词袋模型
文本分词处理后, 若需要分析文本语义, 需要把分词得到的结果构建样本模型, 词袋模型就是由每一个句子为一个样本, 单词在句子中出现的次数为特征值构建的数学模型.
The brown dog is running. The black dog is in the black room. Running in the room is forbidden.
- The brown dog is running.
- The black dog is in the black room.
- Running in the room is forbidden.
the | brown | dog | is | running | black | in | room | forbidden |
---|---|---|---|---|---|---|---|---|
1 | 1 | 1 | 1 | 1 | 0 | 0 | 0 | 0 |
2 | 0 | 1 | 1 | 0 | 2 | 1 | 1 | 0 |
1 | 0 | 0 | 1 | 1 | 0 | 1 | 1 | 1 |
获取一篇文档的词袋模型:
import sklearn.feature_extraction.text as ft
# 构建词袋模型对象
model = ft.CountVectorizer()
bow = model.fit_transform(sentences)
print(bow)
# 获取词袋模型的特征名
words = model.get_feature_names()
案例:
"""
词袋模型 bag of word
"""
import sklearn.feature_extraction.text as ft
import nltk.tokenize as tk
doc = 'The brown dog is running. \
The black dog is in the black room. \
Running in the room is forbidden.'
# 拆分句子
sents = tk.sent_tokenize(doc)

※

把上面讲词袋模型的那段文字从头到尾完整摘录下来，一个字都不要改。

条目列表:
※

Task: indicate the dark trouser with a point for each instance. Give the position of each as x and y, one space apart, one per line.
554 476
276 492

※

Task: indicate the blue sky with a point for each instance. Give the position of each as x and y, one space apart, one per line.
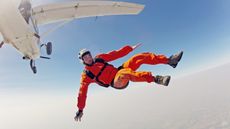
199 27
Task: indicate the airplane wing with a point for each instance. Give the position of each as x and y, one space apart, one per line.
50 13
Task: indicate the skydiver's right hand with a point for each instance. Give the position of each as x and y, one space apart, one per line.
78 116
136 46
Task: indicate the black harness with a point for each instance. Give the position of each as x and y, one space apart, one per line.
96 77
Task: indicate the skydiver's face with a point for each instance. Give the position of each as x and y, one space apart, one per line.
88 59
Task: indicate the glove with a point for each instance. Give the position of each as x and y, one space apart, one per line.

※

正确答案:
词袋模型
文本分词处理后, 若需要分析文本语义, 需要把分词得到的结果构建样本模型, 词袋模型就是由每一个句子为一个样本, 单词在句子中出现的次数为特征值构建的数学模型.
The brown dog is running. The black dog is in the black room. Running in the room is forbidden.
- The brown dog is running.
- The black dog is in the black room.
- Running in the room is forbidden.
the | brown | dog | is | running | black | in | room | forbidden |
---|---|---|---|---|---|---|---|---|
1 | 1 | 1 | 1 | 1 | 0 | 0 | 0 | 0 |
2 | 0 | 1 | 1 | 0 | 2 | 1 | 1 | 0 |
1 | 0 | 0 | 1 | 1 | 0 | 1 | 1 | 1 |
获取一篇文档的词袋模型:
import sklearn.feature_extraction.text as ft
# 构建词袋模型对象
model = ft.CountVectorizer()
bow = model.fit_transform(sentences)
print(bow)
# 获取词袋模型的特征名
words = model.get_feature_names()
案例:
"""
词袋模型 bag of word
"""
import sklearn.feature_extraction.text as ft
import nltk.tokenize as tk
doc = 'The brown dog is running. \
The black dog is in the black room. \
Running in the room is forbidden.'
# 拆分句子
sents = tk.sent_tokenize(doc)